■ Task goal: Please find every line in the records below that contains the word "plate", and copy it.

Dataset entries:
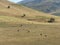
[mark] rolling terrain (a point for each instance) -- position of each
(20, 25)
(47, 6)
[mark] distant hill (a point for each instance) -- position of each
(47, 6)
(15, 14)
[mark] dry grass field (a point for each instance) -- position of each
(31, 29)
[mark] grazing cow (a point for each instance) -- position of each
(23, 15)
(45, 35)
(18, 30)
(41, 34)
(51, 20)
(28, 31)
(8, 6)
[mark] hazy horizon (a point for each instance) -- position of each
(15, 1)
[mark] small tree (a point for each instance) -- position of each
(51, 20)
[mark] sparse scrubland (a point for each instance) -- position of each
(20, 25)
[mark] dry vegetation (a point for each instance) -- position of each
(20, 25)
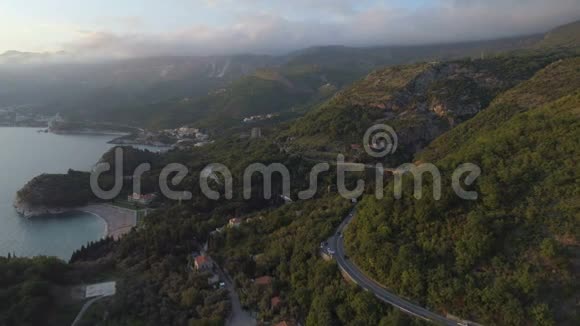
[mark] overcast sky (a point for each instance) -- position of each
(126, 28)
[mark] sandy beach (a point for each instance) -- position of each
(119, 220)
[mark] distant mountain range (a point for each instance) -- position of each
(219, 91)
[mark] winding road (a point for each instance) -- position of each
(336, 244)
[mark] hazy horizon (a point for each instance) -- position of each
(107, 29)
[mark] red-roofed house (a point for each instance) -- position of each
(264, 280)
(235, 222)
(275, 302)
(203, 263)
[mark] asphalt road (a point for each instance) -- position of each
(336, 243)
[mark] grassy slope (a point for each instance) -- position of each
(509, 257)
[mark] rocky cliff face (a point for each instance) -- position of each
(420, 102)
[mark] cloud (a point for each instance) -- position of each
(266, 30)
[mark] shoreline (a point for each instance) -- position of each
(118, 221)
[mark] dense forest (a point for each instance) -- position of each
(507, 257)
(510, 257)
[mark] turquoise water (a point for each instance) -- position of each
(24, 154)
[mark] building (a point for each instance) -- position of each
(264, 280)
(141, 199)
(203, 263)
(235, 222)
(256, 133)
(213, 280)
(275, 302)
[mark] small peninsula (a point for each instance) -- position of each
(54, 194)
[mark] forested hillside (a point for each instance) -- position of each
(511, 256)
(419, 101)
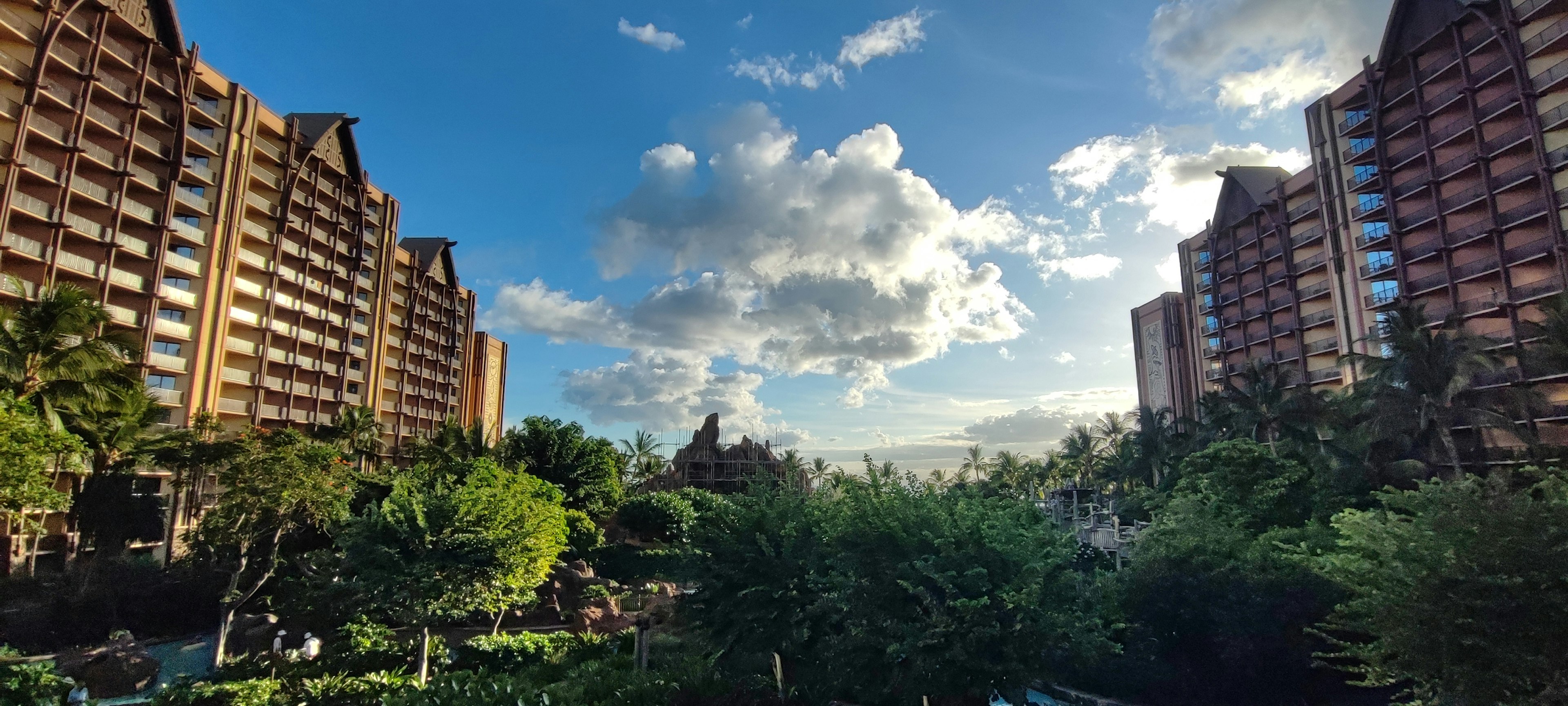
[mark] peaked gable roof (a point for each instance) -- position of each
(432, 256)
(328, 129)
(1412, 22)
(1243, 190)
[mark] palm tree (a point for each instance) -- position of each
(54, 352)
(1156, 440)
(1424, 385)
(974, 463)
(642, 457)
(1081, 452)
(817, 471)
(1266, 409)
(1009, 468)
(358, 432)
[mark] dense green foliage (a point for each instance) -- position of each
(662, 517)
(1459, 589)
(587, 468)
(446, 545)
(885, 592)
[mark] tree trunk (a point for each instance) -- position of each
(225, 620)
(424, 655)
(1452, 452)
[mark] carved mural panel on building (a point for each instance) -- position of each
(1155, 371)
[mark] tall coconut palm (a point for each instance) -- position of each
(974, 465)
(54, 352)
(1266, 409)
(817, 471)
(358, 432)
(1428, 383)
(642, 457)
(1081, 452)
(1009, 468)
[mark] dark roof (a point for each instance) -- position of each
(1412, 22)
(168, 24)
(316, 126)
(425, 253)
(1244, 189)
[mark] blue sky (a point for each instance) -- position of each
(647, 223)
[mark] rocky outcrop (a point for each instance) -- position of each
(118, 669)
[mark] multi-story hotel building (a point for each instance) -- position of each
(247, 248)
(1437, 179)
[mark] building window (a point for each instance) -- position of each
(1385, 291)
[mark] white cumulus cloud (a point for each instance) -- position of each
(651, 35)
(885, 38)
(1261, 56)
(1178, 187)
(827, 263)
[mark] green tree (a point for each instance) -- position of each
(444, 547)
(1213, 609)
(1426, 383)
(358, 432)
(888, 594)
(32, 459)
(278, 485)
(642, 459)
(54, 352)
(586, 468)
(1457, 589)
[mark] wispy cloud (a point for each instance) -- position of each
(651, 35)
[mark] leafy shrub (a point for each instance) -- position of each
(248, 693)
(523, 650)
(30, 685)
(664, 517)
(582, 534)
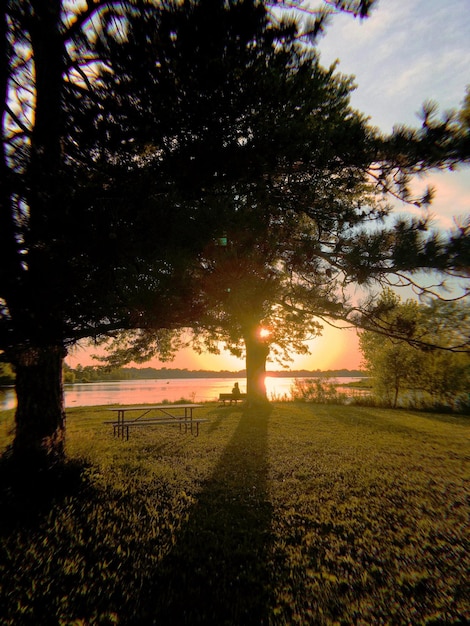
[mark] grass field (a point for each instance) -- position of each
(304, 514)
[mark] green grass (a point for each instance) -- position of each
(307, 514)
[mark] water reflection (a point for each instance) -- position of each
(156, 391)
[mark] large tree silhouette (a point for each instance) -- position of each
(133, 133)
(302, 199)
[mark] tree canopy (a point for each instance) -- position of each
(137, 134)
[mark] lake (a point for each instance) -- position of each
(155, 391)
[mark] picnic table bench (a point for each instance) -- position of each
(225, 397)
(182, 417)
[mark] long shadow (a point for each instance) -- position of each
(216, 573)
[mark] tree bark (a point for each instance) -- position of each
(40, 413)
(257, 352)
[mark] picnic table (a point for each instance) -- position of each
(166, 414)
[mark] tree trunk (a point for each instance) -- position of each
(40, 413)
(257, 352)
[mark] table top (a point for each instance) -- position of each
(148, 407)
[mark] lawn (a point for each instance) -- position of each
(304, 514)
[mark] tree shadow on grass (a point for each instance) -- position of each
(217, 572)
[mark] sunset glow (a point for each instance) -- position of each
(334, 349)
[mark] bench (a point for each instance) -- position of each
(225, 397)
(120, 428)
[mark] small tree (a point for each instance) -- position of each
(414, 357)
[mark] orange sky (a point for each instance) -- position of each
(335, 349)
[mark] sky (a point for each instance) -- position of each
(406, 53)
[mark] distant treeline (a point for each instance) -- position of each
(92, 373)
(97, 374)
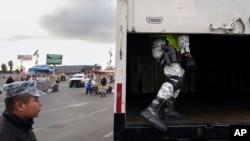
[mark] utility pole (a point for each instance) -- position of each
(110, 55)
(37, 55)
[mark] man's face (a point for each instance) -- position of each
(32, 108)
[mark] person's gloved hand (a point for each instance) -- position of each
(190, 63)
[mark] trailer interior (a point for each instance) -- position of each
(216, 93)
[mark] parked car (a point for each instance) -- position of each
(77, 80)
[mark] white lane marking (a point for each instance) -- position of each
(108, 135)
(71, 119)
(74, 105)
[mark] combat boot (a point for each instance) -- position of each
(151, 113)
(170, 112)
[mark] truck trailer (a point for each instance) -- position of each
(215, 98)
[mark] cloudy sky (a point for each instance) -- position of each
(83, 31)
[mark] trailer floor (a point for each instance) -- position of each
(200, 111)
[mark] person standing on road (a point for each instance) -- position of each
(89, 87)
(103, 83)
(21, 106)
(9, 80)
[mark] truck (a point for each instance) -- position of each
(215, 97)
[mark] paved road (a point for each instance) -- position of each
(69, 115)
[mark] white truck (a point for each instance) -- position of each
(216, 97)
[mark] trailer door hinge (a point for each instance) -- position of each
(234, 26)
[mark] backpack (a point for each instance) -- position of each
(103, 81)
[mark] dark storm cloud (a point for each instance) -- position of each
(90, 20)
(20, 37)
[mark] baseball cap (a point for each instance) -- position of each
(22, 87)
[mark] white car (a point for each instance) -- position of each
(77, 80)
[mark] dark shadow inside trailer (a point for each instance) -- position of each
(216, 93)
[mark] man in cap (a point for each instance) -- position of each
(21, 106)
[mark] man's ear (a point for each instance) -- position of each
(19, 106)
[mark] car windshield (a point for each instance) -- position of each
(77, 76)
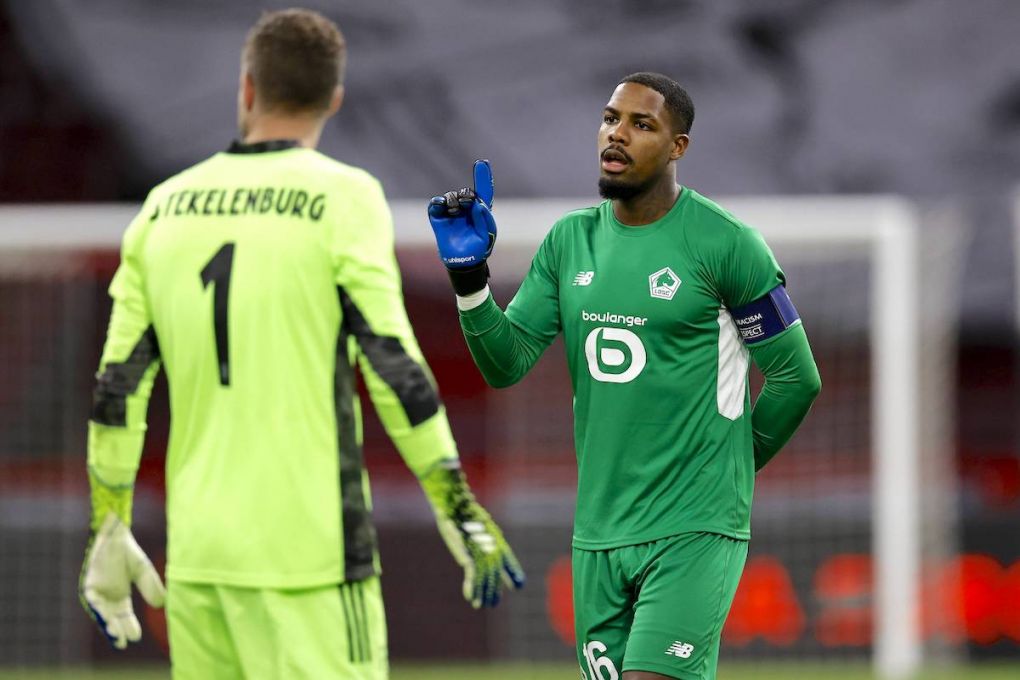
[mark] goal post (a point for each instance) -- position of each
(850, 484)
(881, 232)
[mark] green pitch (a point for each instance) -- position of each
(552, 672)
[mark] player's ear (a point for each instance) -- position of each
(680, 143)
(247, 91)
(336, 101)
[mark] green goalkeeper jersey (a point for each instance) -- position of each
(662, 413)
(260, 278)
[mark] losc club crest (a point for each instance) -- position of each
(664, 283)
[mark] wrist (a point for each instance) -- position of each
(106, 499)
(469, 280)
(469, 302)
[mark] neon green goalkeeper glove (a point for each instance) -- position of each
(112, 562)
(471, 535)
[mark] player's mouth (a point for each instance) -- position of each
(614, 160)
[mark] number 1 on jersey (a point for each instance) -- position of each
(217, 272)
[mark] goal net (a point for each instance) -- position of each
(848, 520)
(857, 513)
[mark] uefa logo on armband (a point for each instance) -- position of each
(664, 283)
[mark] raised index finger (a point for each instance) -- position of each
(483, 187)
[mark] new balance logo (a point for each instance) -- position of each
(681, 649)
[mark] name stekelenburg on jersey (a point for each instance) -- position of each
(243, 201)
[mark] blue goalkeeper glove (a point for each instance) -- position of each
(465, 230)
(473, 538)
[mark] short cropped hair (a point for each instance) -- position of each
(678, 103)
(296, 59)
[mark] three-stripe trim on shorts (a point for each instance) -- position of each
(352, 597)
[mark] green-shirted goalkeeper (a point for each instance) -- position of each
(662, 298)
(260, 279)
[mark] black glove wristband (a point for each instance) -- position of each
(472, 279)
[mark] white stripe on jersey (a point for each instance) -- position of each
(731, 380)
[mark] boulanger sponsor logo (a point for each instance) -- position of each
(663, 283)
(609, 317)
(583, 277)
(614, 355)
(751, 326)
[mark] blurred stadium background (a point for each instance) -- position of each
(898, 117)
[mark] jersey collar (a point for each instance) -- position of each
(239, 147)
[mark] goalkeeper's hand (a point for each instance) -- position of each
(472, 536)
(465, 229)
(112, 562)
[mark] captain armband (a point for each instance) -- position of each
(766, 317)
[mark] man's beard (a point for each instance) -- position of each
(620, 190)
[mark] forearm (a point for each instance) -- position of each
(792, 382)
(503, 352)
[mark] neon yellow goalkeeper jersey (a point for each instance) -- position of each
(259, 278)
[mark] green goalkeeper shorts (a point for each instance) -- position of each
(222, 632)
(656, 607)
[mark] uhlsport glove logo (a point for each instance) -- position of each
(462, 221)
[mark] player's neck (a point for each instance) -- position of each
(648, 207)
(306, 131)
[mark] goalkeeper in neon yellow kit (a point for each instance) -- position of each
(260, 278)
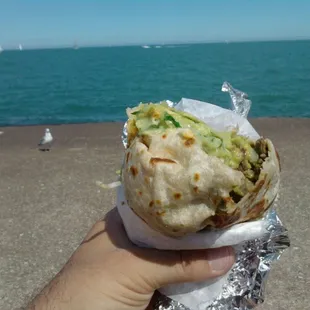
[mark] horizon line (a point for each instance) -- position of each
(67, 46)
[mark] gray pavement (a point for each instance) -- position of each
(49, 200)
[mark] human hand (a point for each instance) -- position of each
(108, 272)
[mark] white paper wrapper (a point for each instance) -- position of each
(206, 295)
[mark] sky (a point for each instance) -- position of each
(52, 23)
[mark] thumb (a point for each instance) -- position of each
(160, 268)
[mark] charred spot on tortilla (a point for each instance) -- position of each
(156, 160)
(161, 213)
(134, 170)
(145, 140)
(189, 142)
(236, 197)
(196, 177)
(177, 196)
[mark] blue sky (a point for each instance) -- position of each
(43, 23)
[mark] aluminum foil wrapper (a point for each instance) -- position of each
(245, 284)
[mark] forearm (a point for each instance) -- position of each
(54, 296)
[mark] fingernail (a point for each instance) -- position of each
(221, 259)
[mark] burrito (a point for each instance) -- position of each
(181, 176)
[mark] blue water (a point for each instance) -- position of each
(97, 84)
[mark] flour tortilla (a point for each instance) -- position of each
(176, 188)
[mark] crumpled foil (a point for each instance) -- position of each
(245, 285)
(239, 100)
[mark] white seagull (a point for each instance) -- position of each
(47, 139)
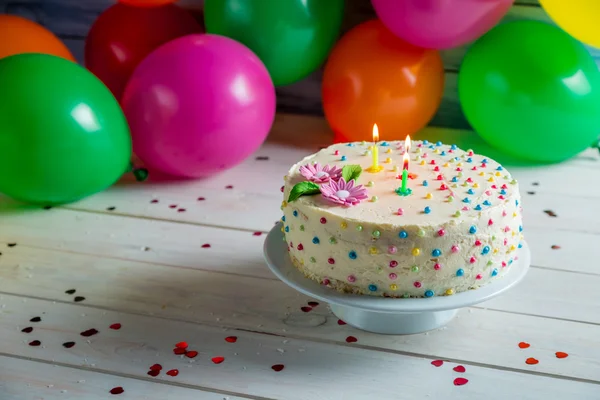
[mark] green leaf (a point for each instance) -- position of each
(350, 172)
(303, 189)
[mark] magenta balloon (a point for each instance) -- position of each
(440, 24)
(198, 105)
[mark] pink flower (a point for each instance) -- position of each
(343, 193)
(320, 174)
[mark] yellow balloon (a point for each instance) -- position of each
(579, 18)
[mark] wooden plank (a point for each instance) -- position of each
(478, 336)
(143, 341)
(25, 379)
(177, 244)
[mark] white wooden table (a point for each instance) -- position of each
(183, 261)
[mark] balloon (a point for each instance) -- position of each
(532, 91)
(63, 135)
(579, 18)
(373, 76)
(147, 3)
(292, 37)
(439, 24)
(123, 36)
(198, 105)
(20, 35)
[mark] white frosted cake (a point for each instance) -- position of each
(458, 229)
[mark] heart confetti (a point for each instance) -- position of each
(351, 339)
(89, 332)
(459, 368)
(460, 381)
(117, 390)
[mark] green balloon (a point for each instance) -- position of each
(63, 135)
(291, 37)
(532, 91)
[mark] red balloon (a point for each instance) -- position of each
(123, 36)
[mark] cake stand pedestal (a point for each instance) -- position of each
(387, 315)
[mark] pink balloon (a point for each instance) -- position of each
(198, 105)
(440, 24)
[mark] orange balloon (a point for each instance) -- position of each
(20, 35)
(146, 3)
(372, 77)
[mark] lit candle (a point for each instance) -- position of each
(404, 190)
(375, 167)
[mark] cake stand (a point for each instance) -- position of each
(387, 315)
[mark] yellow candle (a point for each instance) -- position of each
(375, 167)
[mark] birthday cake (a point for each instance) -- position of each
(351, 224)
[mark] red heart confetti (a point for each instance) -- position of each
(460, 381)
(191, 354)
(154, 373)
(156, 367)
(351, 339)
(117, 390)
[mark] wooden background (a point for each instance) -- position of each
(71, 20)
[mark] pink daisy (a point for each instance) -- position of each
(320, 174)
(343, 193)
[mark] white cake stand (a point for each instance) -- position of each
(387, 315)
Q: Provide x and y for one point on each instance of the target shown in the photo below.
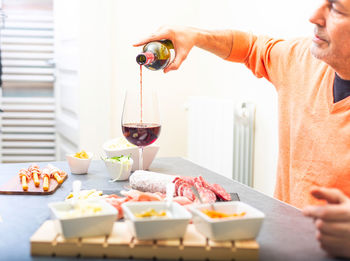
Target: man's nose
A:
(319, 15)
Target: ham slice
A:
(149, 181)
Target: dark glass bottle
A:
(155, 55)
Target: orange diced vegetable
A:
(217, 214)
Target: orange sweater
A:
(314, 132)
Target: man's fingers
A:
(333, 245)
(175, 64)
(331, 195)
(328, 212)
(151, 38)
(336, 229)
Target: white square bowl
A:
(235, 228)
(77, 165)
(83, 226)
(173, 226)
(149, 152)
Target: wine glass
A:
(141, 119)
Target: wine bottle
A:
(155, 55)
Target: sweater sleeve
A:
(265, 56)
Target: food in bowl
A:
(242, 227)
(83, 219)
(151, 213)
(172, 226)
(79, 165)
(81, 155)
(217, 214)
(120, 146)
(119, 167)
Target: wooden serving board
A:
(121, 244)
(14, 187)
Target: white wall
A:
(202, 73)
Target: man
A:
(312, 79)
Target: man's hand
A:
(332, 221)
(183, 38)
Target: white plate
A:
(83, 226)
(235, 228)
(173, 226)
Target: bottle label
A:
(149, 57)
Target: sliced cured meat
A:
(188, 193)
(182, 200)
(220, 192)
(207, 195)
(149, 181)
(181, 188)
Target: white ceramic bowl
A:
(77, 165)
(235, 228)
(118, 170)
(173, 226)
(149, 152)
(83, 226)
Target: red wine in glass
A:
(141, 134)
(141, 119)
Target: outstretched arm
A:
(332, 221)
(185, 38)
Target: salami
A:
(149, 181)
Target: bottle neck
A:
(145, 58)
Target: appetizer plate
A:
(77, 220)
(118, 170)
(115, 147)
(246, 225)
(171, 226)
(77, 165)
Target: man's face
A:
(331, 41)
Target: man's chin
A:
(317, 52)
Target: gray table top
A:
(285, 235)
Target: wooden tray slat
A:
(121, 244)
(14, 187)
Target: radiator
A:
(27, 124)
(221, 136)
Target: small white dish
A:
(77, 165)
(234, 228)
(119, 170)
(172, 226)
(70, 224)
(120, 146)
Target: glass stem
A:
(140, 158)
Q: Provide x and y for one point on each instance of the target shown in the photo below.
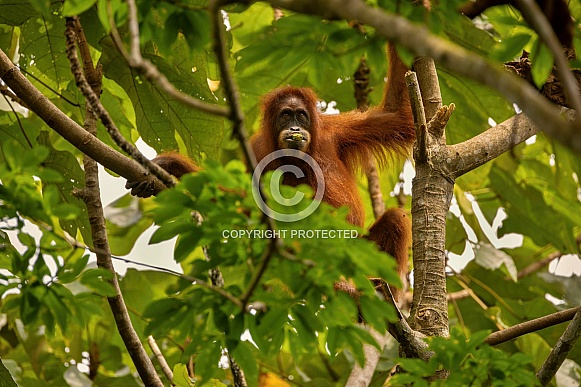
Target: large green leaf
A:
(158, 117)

■ Task output:
Target: white plate
Target: appetizer plate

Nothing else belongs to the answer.